◆ **Extract to read**
--------------------

In addition, there are key skills embedded within the curriculum and developed progressively from Early Level to Fourth Level under the headings:

  • Inquiry and investigative skills
  • Scientific analytical thinking skills
  • Skills and attributes of scientifically literate citizens​

How can I support my child's learning?

Parentzone's Supporting science at home section has simple ideas to support your child in learning about the sciences through everyday activities.

How are children and young people learning in Scotland?

Science learning can be experienced in a huge variety of exciting and inspiring ways. Children might be:

  • ​outside making a bug hotel using different materials
  • investigating light and shadow
  • playing a ball game to investigate forces
  • exploring their local area to find out what wildlife lives there or about the different kinds of rock that make up the earth’s crust.

Learning in science often links to Learning for Sustaina​bility and the Sustainable Development Goals. This helps learners to understand how the sciences play a vital role in finding solutions to real world issues or challenges such as protecting biodiversity, reducing marine plastic pollution and tackling climate change.

Curriculum for Excellence has enabled teachers to use different approaches to learning, to inspire a life-long passion for science in children by connecting their learning to the real world.

  • By linking with local industries,​ schools can show science and STEM in action.
  • Project-based learning approaches combine the individual disciplines within STEM (Science, Technology, Engineering and Mathematics). This can create exciting learning experiences for young people where they can work in teams to solve problems or tackle challenges.
  • The sciences are one of eight curriculum areas within Curriculum for Excellence. Therefore, learning about the sciences from Early Level to Third Level is an entitlement for all learners. Learning in the sciences should be delivered through an appropriate blend of well-planned discrete and interdisciplinary learning.

--------------------

◆ **Work item**
Extend the passage on science learning in Scotland's Curriculum for Excellence, picking up after its final sentence. The records have no connection to the science curriculum text.

◆ **Given records**

--------------------

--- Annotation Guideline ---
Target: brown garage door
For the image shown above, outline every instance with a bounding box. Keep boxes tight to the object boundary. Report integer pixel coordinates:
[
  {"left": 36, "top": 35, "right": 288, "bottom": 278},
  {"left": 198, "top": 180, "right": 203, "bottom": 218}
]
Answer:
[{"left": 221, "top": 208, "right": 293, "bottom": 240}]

--------------------

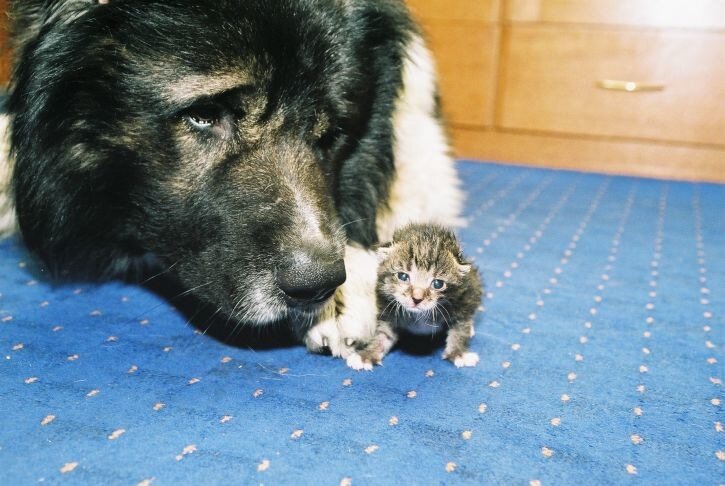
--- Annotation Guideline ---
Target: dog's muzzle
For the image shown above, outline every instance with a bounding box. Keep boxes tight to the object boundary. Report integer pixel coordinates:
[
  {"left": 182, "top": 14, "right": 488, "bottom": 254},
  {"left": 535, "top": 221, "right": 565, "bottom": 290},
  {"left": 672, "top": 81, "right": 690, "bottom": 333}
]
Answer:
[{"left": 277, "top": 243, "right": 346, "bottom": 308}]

--------------------

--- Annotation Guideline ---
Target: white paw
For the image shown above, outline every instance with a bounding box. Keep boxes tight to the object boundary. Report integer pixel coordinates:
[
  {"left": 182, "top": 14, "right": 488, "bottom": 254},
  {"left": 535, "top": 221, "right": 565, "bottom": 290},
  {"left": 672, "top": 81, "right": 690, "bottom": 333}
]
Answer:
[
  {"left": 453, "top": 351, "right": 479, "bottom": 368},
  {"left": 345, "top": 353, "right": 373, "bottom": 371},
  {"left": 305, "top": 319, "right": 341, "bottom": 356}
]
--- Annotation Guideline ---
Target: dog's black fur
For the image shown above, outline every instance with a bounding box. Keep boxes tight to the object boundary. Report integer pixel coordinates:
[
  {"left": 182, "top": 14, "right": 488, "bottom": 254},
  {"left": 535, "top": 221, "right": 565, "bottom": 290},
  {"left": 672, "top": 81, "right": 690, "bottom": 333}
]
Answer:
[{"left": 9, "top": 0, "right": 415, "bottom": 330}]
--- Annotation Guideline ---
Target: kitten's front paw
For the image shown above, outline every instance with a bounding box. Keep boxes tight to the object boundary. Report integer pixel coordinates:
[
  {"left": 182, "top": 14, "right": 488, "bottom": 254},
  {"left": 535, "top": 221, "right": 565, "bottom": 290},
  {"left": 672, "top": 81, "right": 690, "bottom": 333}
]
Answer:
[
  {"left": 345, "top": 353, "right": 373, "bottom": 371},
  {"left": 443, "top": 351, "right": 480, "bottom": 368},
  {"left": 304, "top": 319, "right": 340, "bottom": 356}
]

--------------------

◆ **Result of this exercise**
  • In some Primary schools, time may be specifically allocated to sciences. While in other schools, science may be embedded within the curriculum so you might be learning about the Titanic and finding out about forces or learning about World Wars or finding out about trench diseases.​

Careers in the sciences​

Scotland offers many exciting and rewarding careers in the sciences and engineering, as do other countries around the world. The sciences are vital for key economic sectors in Scotland, such as energy, the creative industries (including digital), food and drink and life sciences.

It is often thought that these careers are only available to those who have a university degree in a science or engineering related subject, but many opportunities also exist for modern apprentices and for technician-level roles too.

The skills gained through the sciences can also open doors to careers in many other sectors. For instance, transferable skills such as the ability to solve problems, make accurate predictions and draw valid conclusions are useful in many different careers outwith science. As a result, science skills are much valued by employers.